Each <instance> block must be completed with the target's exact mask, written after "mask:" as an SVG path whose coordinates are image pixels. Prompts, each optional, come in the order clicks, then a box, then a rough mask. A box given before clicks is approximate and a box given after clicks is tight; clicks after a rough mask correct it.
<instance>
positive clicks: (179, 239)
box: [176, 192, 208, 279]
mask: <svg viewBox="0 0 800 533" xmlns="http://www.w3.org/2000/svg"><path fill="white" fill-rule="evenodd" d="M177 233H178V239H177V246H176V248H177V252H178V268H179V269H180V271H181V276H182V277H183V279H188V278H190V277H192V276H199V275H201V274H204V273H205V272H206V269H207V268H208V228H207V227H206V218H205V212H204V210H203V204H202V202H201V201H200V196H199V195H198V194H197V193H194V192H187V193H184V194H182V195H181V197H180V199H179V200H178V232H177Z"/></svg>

..............................

▶ Task instructions:
Copy every line of the records above, word for word and character for character, with nothing changed.

▶ Response:
Each <instance> block must be completed with the target's exact mask, written after "mask:" as an SVG path whose coordinates are image pixels. Prompts, each optional, come in the order clicks, then a box, then a rough mask. A box given before clicks is approximate and a box given after clicks is tight; clicks after a rough mask correct it.
<instance>
positive clicks: (179, 239)
box: [176, 192, 208, 279]
mask: <svg viewBox="0 0 800 533" xmlns="http://www.w3.org/2000/svg"><path fill="white" fill-rule="evenodd" d="M177 233H178V239H177V246H176V248H177V252H178V268H179V269H180V271H181V276H182V277H183V279H188V278H190V277H192V276H199V275H201V274H204V273H205V272H206V269H207V268H208V228H207V227H206V218H205V212H204V210H203V204H202V202H201V201H200V196H199V195H198V194H197V193H194V192H187V193H184V194H182V195H181V197H180V199H179V200H178V232H177Z"/></svg>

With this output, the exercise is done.